* Fragment *

Moet er dan zo gepreekt worden? Bij tijden wel, ja. We hebben het misschien liever anders. We willen met loze kalk gepleisterd worden en graag zachte dingen horen. Maar Gods Woord heeft ook scherpe kanten en er zijn omstandigheden dat die scherpe kanten van het Woord in de prediking zelfs moeten domineren.

Maar moet niet in elke preek tenminste een venster worden open gestoten opdat niemand in wanhoop naar huis zou gaan? Prediking is toch vooral ook Evangelie-prediking? Terecht, maar dat venster zit toch ook in Semaja’s prediking? Waar dan?

Mogelijk niet in de woorden van de profeet, maar wel in diens persoon. Als ze hem na vijf jaar weer zien, herinnert men zich dan niet de vorige keer dat hij er was en wat zijn prediking toen uitwerkte?

En is de herinnering aan toen niet genoegzame reden om nu opnieuw voor God te buigen en zich van de verkeerde wegen te bekeren? Zullen ze dan niet tot de Heere terugkeren in de hoop dat God ook tot hen zal terugkeren?

Verootmoediging

En kijk, dat is nu net wat er gebeurt. De vorsten en de koning gaan erin voorop. We lezen, dat ze zich verootmoedigen. En dat ze zeggen: De Heere is rechtvaardig. Daar moet u niet gering over denken. Hier wordt Gods erkend als de rechtvaardige. Men valt Zijn recht toe. En daarmee wordt tegelijk erkend: Wij hebben gezondigd en daarom hebben we dit oordeel verdiend.

Noem dit maar bekering, want dat is het. Oprechte bekering? Bekering des harten? Of alleen maar een uiterlijke terugkeer tot de Heere en een belijdenis met de lippen alleen? Ach, dat weet God en we zullen het aan Zijn beoordeling overlaten. Als we voor onszelf maar vasthouden dat wij niet tevreden mogen zijn met een gedaante van godzaligheid. Laat het ons gaan om waarheid in het binnenste.

Maar dan is het ook voor ons nodig dat we de Heere rechtvaardigen. Dat betekent dat wij in tijden van tegenspoed niet moeten murmureren. Het betekent ook dat als de prediking ons in onze schuld zet, we daarvoor buigen en erkennen dat we gezondigd hebben. Dat is immers een van Gods bedoelingen als Hij ons Zijn Woord en wet scherp laat preken. Kijk Zondag 44 van de Heidelbergse Catechismus er nog maar eens op na.

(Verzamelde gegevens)
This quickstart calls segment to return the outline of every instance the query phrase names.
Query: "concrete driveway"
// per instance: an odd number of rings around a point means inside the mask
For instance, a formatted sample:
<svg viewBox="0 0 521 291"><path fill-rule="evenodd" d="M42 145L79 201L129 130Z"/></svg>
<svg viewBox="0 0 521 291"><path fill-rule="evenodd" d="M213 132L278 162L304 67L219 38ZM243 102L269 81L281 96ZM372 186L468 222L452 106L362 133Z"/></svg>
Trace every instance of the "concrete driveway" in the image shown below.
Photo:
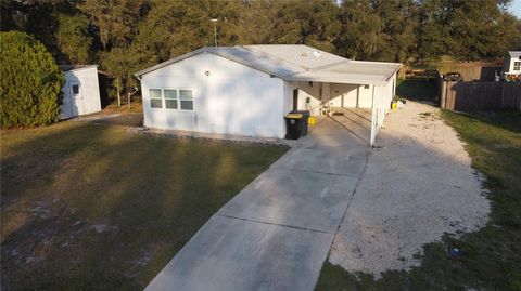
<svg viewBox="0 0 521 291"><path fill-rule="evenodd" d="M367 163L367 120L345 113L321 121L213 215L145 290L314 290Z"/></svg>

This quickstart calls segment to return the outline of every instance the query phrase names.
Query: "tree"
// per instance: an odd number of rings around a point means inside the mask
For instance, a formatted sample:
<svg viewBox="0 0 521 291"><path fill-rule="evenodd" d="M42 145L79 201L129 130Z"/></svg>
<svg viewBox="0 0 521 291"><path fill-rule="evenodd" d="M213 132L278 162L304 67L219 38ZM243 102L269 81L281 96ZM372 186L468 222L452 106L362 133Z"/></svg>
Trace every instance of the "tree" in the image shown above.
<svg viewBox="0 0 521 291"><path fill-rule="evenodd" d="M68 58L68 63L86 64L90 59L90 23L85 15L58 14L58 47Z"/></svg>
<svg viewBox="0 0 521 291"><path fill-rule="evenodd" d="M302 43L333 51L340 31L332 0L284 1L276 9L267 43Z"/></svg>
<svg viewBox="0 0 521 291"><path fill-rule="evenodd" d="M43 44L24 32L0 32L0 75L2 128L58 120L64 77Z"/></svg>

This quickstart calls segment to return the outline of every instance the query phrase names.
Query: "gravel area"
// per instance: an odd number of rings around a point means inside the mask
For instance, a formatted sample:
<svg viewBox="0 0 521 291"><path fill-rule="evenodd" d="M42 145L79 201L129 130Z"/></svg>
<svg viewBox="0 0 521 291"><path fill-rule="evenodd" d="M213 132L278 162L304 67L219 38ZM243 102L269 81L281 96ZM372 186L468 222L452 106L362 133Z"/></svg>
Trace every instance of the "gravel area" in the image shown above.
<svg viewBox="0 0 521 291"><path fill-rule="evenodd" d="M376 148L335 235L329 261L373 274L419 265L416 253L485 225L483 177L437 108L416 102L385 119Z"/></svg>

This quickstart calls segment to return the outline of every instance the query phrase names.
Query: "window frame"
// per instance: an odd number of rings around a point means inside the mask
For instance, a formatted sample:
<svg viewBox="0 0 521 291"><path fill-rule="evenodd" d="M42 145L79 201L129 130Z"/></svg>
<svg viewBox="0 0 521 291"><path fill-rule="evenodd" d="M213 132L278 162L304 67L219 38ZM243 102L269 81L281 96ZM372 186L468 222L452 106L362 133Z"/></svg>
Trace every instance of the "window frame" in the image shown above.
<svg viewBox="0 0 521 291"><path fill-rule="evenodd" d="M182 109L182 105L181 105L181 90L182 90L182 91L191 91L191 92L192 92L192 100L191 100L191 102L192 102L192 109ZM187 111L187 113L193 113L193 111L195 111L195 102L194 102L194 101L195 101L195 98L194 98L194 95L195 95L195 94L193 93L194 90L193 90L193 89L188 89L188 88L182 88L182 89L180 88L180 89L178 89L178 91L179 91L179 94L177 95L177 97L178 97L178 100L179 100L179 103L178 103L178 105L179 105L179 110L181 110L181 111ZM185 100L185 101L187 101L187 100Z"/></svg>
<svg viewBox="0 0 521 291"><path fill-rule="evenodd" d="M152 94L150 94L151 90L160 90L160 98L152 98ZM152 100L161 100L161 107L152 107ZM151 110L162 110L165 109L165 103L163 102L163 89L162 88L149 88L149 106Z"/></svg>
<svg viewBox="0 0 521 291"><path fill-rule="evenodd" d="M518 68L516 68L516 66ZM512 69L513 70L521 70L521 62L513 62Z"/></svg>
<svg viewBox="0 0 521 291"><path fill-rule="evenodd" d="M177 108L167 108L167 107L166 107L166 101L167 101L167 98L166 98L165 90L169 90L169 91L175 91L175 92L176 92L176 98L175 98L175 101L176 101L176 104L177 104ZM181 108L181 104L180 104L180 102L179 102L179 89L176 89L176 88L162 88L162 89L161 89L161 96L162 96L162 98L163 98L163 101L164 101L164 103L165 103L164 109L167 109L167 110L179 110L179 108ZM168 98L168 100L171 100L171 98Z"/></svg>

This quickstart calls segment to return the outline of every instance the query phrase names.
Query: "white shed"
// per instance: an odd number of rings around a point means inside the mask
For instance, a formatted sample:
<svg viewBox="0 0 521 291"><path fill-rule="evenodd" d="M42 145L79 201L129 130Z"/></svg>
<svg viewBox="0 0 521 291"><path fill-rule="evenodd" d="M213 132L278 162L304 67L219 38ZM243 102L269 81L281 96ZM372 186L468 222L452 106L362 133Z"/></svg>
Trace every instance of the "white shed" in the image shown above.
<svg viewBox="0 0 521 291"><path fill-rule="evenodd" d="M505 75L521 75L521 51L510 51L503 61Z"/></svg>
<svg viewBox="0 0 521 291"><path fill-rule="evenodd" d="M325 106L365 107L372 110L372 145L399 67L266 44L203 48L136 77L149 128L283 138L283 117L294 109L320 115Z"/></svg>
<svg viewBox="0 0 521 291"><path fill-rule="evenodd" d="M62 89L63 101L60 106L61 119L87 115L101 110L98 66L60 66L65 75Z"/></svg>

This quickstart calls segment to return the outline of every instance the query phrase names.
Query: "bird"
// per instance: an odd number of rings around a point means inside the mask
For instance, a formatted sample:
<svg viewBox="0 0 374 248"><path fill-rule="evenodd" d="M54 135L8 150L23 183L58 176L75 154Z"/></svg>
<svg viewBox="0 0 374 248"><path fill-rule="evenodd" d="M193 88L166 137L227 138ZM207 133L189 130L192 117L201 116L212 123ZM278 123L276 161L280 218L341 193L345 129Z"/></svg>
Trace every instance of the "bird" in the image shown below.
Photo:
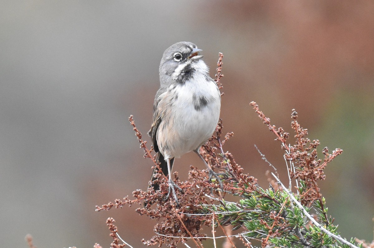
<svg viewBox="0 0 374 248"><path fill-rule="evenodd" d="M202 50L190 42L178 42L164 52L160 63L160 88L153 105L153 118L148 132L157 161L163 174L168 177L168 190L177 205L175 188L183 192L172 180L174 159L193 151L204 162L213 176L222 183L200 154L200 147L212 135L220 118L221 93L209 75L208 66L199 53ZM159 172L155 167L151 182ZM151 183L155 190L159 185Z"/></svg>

---

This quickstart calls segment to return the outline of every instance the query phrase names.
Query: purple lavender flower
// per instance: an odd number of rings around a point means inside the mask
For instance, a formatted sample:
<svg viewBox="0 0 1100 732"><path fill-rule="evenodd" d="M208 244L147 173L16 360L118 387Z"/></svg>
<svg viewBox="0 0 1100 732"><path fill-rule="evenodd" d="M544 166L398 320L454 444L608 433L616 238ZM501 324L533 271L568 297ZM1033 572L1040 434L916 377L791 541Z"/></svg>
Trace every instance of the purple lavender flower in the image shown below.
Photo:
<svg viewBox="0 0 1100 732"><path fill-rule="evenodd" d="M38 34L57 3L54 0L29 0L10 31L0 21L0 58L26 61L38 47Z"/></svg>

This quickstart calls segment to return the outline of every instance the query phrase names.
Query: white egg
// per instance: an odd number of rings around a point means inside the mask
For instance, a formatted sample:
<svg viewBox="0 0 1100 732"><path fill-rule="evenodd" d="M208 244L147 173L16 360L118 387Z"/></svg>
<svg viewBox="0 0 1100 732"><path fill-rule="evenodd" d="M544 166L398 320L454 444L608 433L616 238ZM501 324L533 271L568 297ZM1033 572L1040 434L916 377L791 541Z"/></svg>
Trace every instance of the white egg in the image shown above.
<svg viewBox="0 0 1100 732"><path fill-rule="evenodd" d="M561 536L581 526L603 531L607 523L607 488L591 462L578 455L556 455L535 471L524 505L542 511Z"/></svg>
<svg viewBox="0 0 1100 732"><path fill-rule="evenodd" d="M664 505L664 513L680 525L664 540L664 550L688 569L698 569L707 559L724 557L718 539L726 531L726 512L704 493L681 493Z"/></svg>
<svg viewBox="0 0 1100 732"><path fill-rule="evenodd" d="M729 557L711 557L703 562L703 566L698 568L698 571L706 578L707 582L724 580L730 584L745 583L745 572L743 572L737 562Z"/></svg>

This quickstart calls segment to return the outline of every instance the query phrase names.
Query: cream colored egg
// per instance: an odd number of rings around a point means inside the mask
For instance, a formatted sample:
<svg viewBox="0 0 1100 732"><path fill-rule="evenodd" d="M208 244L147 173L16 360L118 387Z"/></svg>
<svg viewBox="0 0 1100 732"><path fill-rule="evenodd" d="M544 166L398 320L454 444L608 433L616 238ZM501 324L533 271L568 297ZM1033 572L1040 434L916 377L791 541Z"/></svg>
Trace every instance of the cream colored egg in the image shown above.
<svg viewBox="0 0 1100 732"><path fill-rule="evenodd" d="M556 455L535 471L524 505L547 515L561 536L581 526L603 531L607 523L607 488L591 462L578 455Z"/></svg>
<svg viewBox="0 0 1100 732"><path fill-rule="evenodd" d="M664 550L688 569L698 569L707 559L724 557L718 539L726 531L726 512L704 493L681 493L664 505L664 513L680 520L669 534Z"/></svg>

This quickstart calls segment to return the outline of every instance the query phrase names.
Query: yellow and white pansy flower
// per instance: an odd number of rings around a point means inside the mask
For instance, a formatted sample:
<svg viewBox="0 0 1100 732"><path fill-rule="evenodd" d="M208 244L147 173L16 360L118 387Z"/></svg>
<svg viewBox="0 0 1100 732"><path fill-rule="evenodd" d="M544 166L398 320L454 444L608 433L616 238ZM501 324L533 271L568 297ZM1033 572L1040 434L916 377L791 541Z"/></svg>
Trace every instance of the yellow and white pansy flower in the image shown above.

---

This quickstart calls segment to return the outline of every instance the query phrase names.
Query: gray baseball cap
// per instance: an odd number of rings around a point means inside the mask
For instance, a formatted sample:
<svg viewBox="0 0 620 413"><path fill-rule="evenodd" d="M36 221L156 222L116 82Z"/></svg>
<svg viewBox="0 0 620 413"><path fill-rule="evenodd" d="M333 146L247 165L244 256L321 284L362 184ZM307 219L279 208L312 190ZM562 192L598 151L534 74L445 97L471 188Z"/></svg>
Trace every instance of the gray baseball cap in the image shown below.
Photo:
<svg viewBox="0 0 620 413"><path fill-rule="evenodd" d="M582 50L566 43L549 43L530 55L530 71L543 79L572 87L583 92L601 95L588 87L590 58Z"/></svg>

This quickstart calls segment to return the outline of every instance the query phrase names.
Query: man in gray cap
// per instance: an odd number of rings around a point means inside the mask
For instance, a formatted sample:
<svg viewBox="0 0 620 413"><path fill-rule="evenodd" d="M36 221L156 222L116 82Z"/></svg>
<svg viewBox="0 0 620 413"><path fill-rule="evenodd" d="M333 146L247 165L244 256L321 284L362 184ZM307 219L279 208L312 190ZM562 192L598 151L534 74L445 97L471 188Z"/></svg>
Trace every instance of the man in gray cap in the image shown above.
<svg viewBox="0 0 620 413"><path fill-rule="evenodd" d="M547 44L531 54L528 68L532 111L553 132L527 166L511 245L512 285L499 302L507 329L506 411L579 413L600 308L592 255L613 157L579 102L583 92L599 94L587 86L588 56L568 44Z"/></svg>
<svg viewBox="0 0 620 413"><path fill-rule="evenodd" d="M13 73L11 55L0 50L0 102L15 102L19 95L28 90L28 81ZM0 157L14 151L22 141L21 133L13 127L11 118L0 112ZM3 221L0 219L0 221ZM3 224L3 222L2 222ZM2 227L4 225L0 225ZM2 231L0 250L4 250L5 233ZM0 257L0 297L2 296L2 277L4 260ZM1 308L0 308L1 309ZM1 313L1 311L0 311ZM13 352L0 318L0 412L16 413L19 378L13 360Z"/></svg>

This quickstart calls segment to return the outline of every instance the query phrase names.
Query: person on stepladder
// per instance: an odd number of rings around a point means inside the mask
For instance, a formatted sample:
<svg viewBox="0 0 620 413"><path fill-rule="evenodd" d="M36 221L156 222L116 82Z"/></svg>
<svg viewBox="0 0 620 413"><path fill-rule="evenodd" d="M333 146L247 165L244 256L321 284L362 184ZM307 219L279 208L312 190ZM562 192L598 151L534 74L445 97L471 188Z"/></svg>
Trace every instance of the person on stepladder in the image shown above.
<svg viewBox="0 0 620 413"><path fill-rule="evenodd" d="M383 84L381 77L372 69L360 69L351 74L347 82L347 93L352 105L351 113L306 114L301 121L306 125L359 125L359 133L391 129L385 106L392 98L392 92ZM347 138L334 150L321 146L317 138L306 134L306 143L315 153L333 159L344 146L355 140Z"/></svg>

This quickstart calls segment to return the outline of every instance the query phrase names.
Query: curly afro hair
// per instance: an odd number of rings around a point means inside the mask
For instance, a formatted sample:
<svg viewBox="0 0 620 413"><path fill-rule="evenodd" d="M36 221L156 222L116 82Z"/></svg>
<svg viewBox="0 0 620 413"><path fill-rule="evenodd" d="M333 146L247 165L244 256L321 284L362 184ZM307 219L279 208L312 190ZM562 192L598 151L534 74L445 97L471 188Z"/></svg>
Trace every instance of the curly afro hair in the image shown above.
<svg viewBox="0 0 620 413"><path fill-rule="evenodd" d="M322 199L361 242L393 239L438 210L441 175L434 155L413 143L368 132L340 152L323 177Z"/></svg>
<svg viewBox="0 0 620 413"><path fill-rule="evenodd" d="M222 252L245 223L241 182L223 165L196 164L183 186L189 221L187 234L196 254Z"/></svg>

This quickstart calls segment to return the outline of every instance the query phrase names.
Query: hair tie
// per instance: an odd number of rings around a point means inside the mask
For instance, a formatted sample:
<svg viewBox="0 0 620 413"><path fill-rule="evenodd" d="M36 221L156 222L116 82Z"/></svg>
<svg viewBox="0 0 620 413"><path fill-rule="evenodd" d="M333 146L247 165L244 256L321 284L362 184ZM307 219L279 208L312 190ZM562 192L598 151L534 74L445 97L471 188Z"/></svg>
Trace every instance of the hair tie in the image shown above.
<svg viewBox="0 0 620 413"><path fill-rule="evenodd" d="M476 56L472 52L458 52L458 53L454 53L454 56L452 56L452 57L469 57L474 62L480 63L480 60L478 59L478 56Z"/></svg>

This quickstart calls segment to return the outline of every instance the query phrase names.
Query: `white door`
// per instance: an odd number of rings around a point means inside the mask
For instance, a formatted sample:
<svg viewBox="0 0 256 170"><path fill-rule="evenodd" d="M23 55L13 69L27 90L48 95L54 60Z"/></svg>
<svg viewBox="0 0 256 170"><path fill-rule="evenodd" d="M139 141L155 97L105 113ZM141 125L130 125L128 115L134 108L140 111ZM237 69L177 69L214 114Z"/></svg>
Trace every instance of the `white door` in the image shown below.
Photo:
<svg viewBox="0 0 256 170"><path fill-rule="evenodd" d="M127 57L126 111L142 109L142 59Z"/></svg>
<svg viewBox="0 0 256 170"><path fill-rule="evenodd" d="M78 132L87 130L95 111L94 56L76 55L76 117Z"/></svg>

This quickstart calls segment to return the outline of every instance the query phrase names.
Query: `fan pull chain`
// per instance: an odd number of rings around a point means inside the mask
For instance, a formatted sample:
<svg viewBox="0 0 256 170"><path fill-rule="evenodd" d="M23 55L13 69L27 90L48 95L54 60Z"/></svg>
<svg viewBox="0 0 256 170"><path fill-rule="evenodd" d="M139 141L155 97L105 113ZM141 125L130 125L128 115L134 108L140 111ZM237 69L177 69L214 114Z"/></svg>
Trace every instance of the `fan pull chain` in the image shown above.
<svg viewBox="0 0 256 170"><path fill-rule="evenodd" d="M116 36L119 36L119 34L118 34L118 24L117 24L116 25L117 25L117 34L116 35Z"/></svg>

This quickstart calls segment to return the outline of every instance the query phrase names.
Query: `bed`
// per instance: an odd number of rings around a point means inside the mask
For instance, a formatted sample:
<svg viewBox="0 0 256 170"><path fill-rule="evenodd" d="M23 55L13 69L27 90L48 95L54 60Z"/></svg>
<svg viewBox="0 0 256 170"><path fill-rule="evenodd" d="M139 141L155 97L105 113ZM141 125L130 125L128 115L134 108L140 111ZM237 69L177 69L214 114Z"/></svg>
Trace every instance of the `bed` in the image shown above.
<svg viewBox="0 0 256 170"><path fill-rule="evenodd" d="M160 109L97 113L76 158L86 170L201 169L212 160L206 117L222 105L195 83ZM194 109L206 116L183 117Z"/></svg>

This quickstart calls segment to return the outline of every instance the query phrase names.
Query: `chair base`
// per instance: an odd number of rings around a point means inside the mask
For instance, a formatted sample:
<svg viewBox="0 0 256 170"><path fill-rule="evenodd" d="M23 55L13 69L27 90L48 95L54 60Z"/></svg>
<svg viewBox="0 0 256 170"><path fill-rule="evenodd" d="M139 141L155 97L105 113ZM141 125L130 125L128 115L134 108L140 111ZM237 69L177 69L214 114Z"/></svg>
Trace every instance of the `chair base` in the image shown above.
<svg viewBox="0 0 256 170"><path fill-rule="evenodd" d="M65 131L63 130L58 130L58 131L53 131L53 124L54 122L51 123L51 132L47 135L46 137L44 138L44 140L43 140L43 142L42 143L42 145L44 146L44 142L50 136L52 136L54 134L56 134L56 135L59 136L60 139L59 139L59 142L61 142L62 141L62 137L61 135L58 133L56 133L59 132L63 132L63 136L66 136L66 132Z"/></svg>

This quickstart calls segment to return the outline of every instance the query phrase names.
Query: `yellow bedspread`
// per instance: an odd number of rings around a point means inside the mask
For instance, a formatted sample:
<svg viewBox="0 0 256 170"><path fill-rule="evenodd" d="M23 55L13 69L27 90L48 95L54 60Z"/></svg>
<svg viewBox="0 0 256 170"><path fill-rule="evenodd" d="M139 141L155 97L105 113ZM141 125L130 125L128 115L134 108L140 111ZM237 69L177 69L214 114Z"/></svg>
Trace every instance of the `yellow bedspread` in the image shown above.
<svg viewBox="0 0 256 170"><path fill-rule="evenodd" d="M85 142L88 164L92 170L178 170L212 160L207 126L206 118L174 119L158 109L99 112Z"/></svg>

* Opgaven *
1. Welke woorden spreken de vorsten en de koning volgens het fragment uit wanneer ze zich verootmoedigen?
2. Vat het fragment samen in twee zinnen.
Het materiaal staat los van het fragment.

* Gegeven antwoorden *
1. De Heere is rechtvaardig.

2. Er moet bij tijden scherp gepreekt worden, en het venster in Semaja's prediking zit mogelijk niet in zijn woorden maar wel in zijn persoon. De vorsten en de koning verootmoedigen zich en erkennen dat de Heere rechtvaardig is, en ook wij moeten de Heere rechtvaardigen door in tegenspoed niet te murmureren en te buigen wanneer de prediking ons in onze schuld zet.